Brenda Dixon Gottschild’s book, Joan Myers Brown and the Audacious Hope of the Black Ballerina: a Biohistory of American Performance, was published in 2012 with support from The Pew Center for Arts & Heritage.
Upon its release, publisher Palgrave Macmillan wrote that “founder of the Philadelphia Dance Company (PHILADANCO) and the Philadelphia School of Dance Arts, Joan Myers Brown’s personal and professional histories reflect both the hardships and the accomplishments of African Americans in the artistic and social developments through the 20th century and into the new millennium. Dixon Gottschild uses Brown’s career as the fulcrum to leverage an exploration of the connection between performance, society, and race, beginning with Brown’s predecessors in the 1920s and a concert dance tradition that had no previous voice to tell its story from the inside out.”

▶ [Data section]
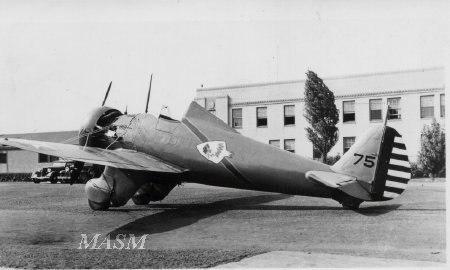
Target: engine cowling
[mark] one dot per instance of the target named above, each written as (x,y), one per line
(94,130)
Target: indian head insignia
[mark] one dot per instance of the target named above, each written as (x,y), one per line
(214,151)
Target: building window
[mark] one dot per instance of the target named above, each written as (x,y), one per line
(261,117)
(211,106)
(236,115)
(46,158)
(3,158)
(394,108)
(275,143)
(289,115)
(289,145)
(348,142)
(349,111)
(427,106)
(375,109)
(316,153)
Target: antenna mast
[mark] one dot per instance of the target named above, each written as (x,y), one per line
(148,95)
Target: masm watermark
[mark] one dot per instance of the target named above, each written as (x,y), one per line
(121,241)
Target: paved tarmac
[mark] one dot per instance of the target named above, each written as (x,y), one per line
(198,226)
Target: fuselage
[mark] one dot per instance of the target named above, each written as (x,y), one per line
(252,165)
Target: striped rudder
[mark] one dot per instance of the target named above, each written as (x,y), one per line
(394,171)
(399,170)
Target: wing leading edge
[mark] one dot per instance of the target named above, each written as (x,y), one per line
(119,158)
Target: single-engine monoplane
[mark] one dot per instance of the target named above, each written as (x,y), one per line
(146,156)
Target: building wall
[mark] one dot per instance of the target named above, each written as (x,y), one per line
(19,161)
(387,85)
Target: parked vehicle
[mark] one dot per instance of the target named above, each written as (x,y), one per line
(64,172)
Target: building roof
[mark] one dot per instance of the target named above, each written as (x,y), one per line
(70,137)
(407,81)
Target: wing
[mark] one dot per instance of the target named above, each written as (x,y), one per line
(119,158)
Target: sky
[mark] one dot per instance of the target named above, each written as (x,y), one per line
(58,57)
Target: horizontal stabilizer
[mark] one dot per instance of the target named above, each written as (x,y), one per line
(345,183)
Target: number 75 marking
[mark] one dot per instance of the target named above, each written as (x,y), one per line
(368,161)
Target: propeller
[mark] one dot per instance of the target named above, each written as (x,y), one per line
(107,93)
(148,95)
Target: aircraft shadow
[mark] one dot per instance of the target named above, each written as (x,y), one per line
(377,210)
(175,216)
(181,215)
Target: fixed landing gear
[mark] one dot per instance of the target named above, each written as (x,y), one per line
(99,206)
(352,205)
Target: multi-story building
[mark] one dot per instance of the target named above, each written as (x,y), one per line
(273,112)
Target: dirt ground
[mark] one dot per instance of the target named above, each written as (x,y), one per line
(198,226)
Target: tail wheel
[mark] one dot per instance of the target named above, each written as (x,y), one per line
(98,206)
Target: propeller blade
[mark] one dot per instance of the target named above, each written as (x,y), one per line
(148,95)
(107,93)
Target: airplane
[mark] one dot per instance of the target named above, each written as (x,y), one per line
(146,156)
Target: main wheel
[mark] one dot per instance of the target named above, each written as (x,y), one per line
(84,178)
(98,206)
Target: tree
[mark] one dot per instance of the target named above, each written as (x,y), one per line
(321,113)
(432,149)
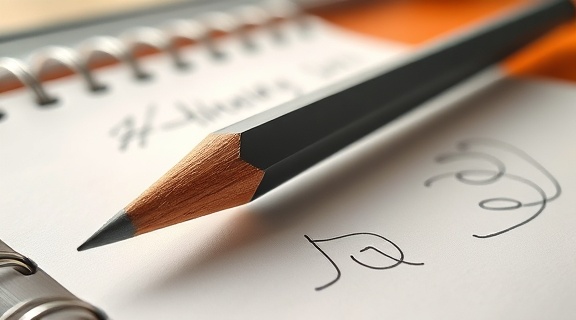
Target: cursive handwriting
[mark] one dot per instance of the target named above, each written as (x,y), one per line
(484,177)
(135,130)
(395,261)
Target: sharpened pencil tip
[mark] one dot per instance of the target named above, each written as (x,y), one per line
(120,227)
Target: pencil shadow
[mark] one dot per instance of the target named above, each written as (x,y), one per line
(283,210)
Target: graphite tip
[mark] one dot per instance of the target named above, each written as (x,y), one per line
(120,227)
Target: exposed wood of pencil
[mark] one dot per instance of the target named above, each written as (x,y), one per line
(212,177)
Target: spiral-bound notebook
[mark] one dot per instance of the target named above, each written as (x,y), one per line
(466,214)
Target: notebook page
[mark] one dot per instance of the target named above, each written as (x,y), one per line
(65,169)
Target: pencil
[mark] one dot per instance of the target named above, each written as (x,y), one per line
(242,162)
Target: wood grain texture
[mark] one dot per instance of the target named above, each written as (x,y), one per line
(212,177)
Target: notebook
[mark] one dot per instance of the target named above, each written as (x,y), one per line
(459,210)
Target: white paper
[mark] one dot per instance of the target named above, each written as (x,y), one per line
(63,176)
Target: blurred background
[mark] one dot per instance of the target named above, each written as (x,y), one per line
(20,15)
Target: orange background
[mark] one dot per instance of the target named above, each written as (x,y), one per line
(418,21)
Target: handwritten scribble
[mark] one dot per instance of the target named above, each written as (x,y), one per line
(395,261)
(485,177)
(130,130)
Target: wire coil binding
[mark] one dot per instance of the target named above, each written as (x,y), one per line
(37,309)
(237,22)
(17,261)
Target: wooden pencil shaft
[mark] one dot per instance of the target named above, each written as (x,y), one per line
(284,146)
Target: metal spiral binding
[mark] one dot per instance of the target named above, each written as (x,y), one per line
(41,308)
(204,31)
(17,261)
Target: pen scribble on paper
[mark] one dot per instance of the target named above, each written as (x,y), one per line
(394,261)
(196,112)
(130,129)
(467,150)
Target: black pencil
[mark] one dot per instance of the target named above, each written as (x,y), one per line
(242,162)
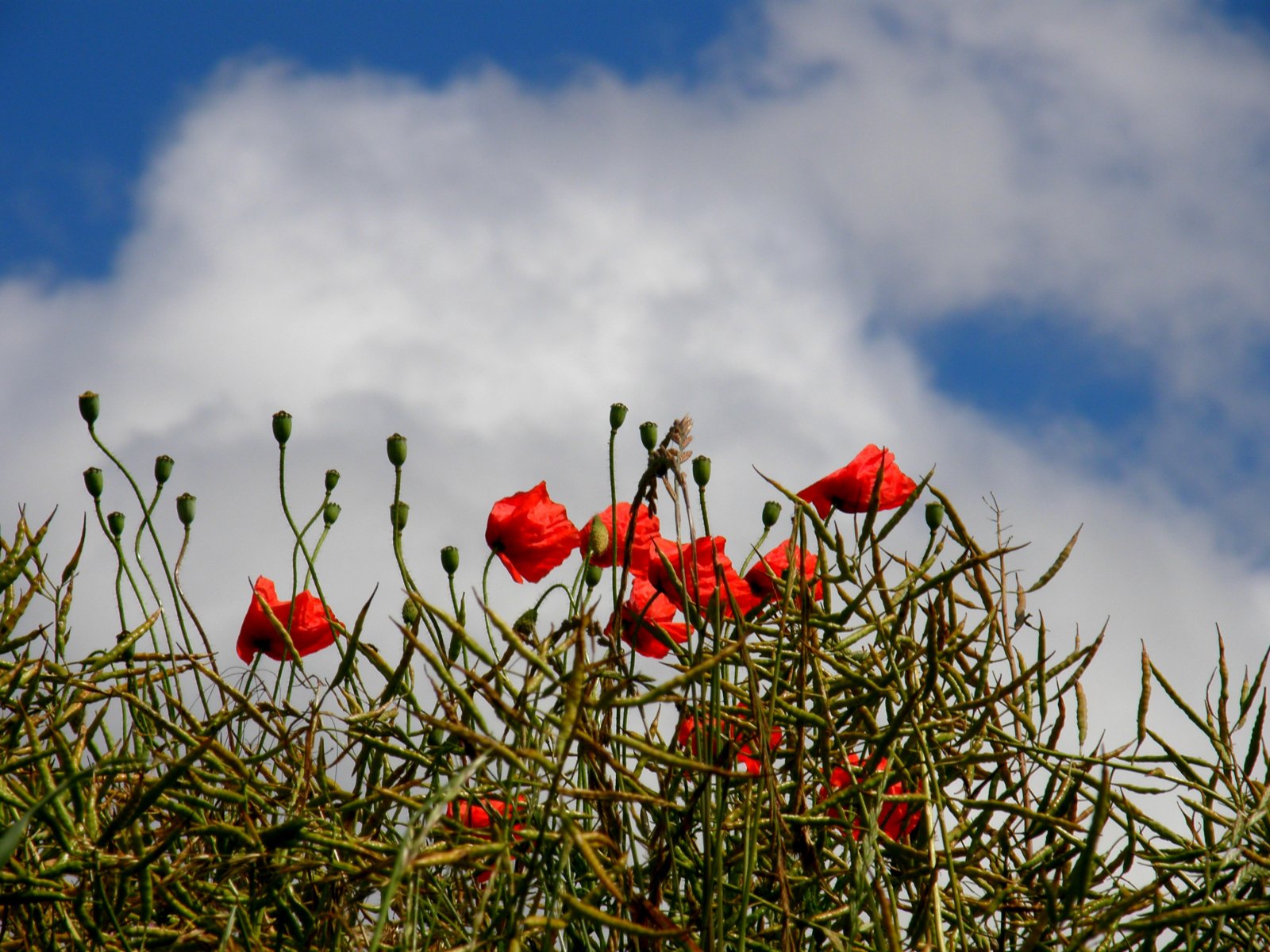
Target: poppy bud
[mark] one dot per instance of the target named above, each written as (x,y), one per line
(186,509)
(410,612)
(163,469)
(598,541)
(527,624)
(933,516)
(772,513)
(397,450)
(90,405)
(398,514)
(93,482)
(450,560)
(283,427)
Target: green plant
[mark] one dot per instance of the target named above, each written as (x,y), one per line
(873,754)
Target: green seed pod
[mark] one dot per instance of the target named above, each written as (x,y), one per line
(702,471)
(600,539)
(163,469)
(397,450)
(90,405)
(527,624)
(283,427)
(94,482)
(450,560)
(933,516)
(398,514)
(772,513)
(410,612)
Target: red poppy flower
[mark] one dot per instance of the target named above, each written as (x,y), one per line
(895,820)
(476,816)
(530,533)
(850,488)
(305,620)
(648,528)
(768,578)
(647,621)
(746,755)
(702,569)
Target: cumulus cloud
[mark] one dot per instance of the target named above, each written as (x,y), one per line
(484,267)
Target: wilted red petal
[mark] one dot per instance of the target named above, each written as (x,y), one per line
(766,578)
(704,569)
(687,739)
(647,613)
(310,630)
(850,488)
(530,533)
(648,528)
(895,820)
(475,816)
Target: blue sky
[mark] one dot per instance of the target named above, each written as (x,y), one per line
(1026,243)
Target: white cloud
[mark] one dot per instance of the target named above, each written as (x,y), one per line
(487,267)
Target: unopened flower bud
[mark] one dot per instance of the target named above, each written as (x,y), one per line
(772,513)
(283,427)
(186,509)
(702,471)
(397,450)
(398,514)
(600,539)
(93,482)
(90,405)
(163,469)
(527,624)
(450,560)
(410,612)
(933,516)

▶ [What to do]
1/ Translate this sentence from the passage about the Joan Myers Brown book into Spanish: "Brenda Dixon Gottschild’s book, Joan Myers Brown and the Audacious Hope of the Black Ballerina: a Biohistory of American Performance, was published in 2012 with support from The Pew Center for Arts & Heritage."
2/ According to the passage about the Joan Myers Brown book, which two organizations did Joan Myers Brown found?

▶ [Outputs by task]
1/ El libro de Brenda Dixon Gottschild, Joan Myers Brown and the Audacious Hope of the Black Ballerina: a Biohistory of American Performance, se publicó en 2012 con el apoyo de The Pew Center for Arts & Heritage.

2/ The Philadelphia Dance Company (PHILADANCO) and the Philadelphia School of Dance Arts.